- _Your goal_: All the entries need to be quoted exactly, apart from the pictures, which you should drop.

Records
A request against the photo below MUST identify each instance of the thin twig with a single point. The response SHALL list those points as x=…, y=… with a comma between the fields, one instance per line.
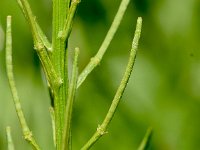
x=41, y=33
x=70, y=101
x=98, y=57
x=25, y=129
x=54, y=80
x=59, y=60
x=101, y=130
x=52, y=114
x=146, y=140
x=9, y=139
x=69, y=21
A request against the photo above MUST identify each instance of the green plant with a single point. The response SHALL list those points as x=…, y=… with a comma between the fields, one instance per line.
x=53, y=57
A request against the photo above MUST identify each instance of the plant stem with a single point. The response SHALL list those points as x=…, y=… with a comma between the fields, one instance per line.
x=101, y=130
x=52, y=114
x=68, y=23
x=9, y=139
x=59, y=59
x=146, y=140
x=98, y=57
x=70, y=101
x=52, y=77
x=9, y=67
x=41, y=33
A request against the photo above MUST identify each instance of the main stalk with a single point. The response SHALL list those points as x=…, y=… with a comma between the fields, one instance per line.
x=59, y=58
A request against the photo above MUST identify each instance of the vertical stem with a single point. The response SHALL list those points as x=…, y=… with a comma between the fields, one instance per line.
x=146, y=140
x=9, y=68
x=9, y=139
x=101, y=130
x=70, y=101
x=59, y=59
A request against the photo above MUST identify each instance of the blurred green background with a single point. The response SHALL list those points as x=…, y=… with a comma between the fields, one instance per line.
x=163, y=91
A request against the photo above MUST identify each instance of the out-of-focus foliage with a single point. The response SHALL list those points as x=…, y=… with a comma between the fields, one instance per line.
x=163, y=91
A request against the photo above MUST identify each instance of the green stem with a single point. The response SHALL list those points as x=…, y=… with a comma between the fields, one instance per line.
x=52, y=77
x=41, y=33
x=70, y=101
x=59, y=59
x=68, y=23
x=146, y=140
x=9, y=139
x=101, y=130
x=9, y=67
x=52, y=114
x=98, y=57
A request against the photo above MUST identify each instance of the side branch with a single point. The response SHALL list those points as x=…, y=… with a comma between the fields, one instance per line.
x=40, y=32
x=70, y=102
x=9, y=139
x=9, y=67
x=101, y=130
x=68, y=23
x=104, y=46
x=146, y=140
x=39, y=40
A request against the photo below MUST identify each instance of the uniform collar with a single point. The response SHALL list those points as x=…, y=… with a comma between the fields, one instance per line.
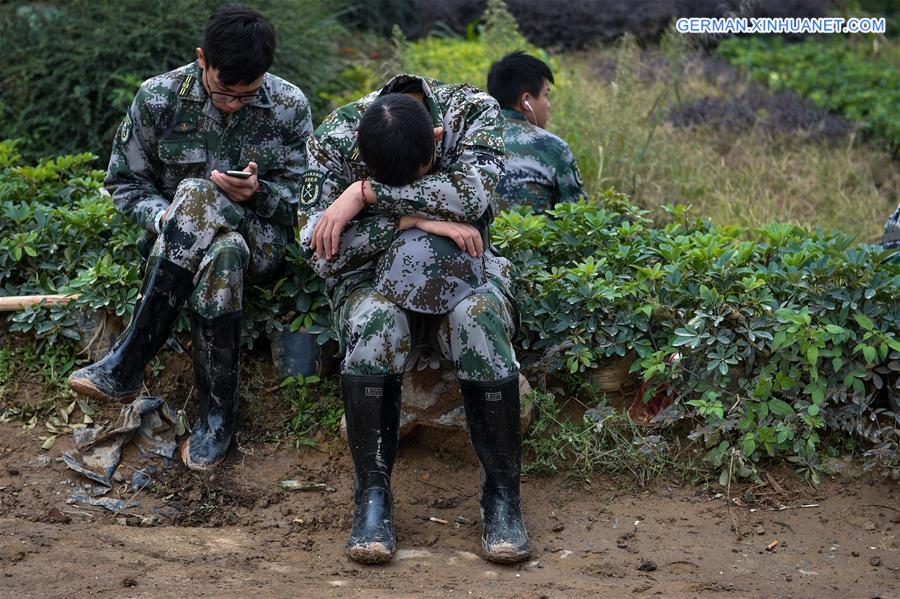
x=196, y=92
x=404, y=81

- _Output of the task_:
A request against the photo below MUST identify each instance of the thin twig with a single point. The response SHALL list those points as x=…, y=… with a comma between the fields, one instance per line.
x=41, y=33
x=70, y=101
x=98, y=57
x=25, y=129
x=54, y=80
x=59, y=60
x=101, y=130
x=52, y=114
x=146, y=140
x=9, y=139
x=69, y=21
A request against the photo above MUST identify each instance of the green plant with a single point. The response SHALL list those points as x=…, y=… with a comma between the fields, one instance per line.
x=53, y=57
A request against the photo above MUST identify each instance of the plant stem with a single point. The response SHALL list those points as x=…, y=… with a comma between the fields, one instance per line.
x=101, y=130
x=52, y=114
x=68, y=23
x=9, y=139
x=59, y=59
x=146, y=140
x=98, y=57
x=70, y=101
x=52, y=77
x=9, y=67
x=41, y=33
A request against the photo above MUST identify each instance of the main stalk with a single point. The response SHALL list those points as x=…, y=… with a comma between the fields, one instance per line.
x=59, y=58
A request against the photo above MUST identify each instance of the vertical stem with a single point. The response SHALL list those points as x=…, y=… with a comma between the fields, one instance per line.
x=146, y=140
x=9, y=68
x=9, y=139
x=101, y=130
x=70, y=101
x=59, y=59
A request against the photo above MUST identify each instance of the blurred green background with a single point. The response SHALL list those points as x=…, y=… with a comma between the fields, one instance per line.
x=163, y=91
A request against the photo above MUST identify each instance of the out-of-focus foliage with a single point. The response SHALL list those points as x=…, y=… with a comma between the fields, one instance per line.
x=163, y=91
A request against the photo above MUST identify each instance of the green stem with a single point. The response SHALL list those points as x=…, y=… with a comma between the fields, one instance per line.
x=52, y=77
x=41, y=33
x=70, y=101
x=59, y=59
x=68, y=23
x=146, y=140
x=9, y=139
x=101, y=130
x=9, y=67
x=52, y=114
x=98, y=57
A request against the photo above MUST identify each instance of the side branch with a single point. The response SHALL list those points as x=…, y=… with a comma between the fields, one instance per line.
x=40, y=32
x=70, y=102
x=9, y=139
x=9, y=67
x=101, y=130
x=68, y=23
x=104, y=46
x=146, y=140
x=39, y=40
A request against the photo below MUST identify each instance of the uniform collar with a single point. The response SHALL list those points as x=…, y=… with a comma between the fields, one instance per line.
x=196, y=92
x=404, y=81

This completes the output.